─── Data records ───

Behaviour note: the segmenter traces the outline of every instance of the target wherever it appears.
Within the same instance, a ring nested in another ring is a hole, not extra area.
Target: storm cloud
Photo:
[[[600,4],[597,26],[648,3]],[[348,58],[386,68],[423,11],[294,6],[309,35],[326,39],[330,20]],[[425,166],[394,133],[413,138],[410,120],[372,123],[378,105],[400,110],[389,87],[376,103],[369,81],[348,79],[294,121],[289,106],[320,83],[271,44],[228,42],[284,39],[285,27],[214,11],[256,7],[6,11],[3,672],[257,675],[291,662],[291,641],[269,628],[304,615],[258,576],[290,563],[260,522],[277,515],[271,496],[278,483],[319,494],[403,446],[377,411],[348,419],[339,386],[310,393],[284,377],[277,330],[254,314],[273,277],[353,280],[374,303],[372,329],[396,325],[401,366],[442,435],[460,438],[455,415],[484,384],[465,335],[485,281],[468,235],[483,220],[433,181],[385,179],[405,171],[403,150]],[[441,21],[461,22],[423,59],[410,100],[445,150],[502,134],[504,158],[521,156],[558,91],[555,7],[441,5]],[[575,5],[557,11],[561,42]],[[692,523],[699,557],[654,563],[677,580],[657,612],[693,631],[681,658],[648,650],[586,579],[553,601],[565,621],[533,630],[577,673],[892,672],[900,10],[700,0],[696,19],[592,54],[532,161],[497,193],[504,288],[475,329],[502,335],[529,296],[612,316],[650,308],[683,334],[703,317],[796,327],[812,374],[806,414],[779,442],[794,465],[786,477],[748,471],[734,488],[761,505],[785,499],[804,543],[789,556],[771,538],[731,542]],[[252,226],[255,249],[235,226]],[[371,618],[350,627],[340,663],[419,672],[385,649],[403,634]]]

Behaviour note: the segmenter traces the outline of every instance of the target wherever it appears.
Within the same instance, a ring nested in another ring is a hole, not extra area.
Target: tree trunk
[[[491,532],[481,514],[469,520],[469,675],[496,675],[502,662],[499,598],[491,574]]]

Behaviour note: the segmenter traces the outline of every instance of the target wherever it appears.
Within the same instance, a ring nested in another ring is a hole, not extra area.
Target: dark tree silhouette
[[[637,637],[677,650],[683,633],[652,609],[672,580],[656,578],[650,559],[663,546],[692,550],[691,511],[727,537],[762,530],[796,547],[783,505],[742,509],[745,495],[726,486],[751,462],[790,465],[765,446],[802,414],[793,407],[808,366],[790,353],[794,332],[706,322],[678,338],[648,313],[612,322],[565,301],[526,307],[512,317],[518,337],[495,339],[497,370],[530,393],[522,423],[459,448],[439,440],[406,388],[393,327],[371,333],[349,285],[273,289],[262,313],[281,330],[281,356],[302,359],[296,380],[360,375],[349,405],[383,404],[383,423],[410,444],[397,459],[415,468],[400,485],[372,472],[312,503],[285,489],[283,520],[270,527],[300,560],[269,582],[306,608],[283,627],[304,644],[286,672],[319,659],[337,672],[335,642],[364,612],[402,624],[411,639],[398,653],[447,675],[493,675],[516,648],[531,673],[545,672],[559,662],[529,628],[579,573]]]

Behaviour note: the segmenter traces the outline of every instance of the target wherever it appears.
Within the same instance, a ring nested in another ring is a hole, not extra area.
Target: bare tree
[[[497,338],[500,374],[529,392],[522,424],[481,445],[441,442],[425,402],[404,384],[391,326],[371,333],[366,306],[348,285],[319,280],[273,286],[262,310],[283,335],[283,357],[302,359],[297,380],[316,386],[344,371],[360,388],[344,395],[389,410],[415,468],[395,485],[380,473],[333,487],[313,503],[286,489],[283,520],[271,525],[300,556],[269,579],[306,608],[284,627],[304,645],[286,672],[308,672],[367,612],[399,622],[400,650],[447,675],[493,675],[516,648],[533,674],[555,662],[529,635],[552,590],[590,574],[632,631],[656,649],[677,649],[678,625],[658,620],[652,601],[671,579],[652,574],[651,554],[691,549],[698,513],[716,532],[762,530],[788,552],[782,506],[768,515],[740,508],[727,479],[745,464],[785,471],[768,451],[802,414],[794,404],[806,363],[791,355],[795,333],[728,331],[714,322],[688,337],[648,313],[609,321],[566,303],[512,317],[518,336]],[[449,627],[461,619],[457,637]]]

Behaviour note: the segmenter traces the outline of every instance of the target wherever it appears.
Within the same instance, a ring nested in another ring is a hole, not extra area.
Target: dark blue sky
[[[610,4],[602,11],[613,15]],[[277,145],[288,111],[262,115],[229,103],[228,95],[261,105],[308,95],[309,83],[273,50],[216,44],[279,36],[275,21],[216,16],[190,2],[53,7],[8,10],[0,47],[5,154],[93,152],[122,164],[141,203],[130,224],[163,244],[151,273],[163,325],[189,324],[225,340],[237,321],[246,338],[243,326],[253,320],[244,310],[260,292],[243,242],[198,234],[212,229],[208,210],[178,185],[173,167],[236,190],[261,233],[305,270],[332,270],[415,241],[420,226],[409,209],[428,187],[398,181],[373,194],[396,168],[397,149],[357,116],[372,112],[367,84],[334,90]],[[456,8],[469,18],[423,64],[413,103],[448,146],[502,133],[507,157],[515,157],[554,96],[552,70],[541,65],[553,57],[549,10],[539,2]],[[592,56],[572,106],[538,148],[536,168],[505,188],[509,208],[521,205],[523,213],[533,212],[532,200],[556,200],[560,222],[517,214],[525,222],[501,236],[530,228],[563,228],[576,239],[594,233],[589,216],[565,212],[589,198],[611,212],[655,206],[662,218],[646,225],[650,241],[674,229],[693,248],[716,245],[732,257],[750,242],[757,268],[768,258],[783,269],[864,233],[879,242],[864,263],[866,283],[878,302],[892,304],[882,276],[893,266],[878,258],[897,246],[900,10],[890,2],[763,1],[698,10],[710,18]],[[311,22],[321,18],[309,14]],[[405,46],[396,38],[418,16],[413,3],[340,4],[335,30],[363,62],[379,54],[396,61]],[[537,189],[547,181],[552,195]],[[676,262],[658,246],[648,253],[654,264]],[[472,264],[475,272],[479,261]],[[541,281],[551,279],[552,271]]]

───

> Your goal: Begin at the first line of the records above and quote every line verbatim through the one that contains "Target: storm cloud".

> Solution for this exercise:
Behaviour note: the segmenter traces the outline of every instance of the target wherever it appears.
Within the same instance, a ring nested in another ring is a hole, not extra area.
Target: storm cloud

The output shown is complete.